Saturday, June 9, 2012

Burlesque Then and Now – A Lesson on Anatomy and Agency


Burlesque Then and Now – A Lesson on Anatomy and Agency

                Robert C. Allen’s Horrible Prettiness serves as a comprehensive record of the history of burlesque in America. Like many, he attributes Lydia Thompson’s landing in the U.S. in the mid-19th century to the beginnings of American burlesque, replete with all the uproar, critique, and confusion which a radical feminine display seems always certain to arouse. Please know that I do choose my words carefully. Arousal was, and continues to be, a big part of the perceived “problem” with burlesque. Of course, Thompson and her troupe, the British Blondes, did not remove a morsel of clothing on the stage, and though their performances are today understood as being burlesque (indeed they share some elements with contemporary burlesque performances), our understanding of the art form is drastically different.

**Data excerpt:**
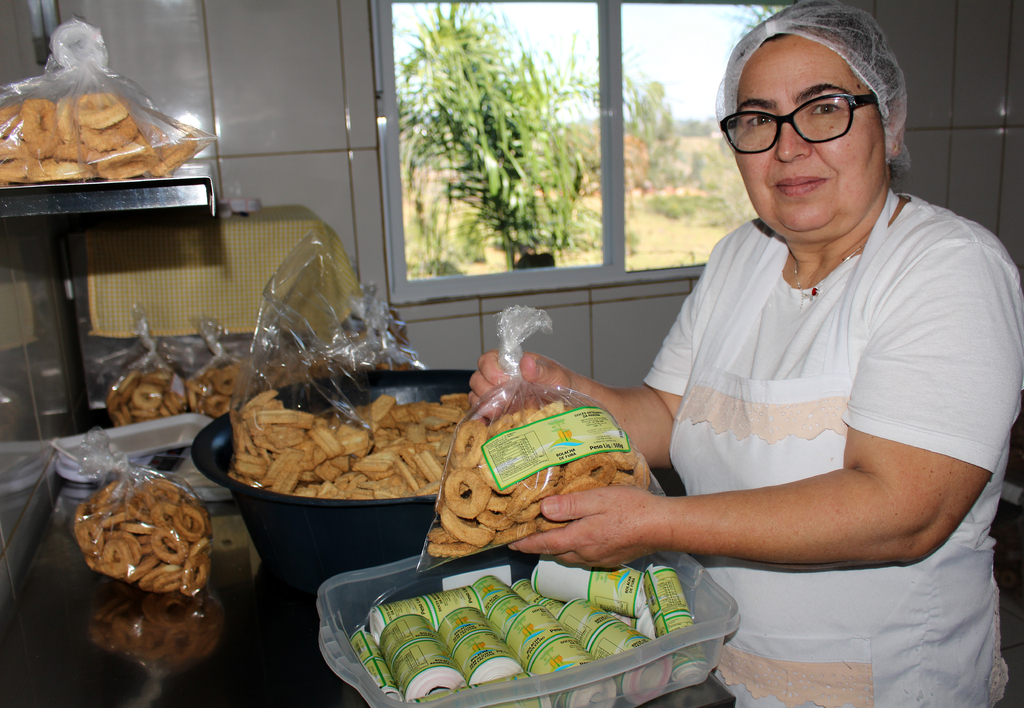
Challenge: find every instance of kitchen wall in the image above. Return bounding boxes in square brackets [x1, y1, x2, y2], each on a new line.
[0, 0, 1024, 630]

**Written instruction:** Copy out the stretch of the burlesque passage from "Robert C. Allen’s" through "is drastically different.".

**Output for this exercise:**
Robert C. Allen’s Horrible Prettiness serves as a comprehensive record of the history of burlesque in America. Like many, he attributes Lydia Thompson’s landing in the U.S. in the mid-19th century to the beginnings of American burlesque, replete with all the uproar, critique, and confusion which a radical feminine display seems always certain to arouse. Please know that I do choose my words carefully. Arousal was, and continues to be, a big part of the perceived “problem” with burlesque. Of course, Thompson and her troupe, the British Blondes, did not remove a morsel of clothing on the stage, and though their performances are today understood as being burlesque (indeed they share some elements with contemporary burlesque performances), our understanding of the art form is drastically different.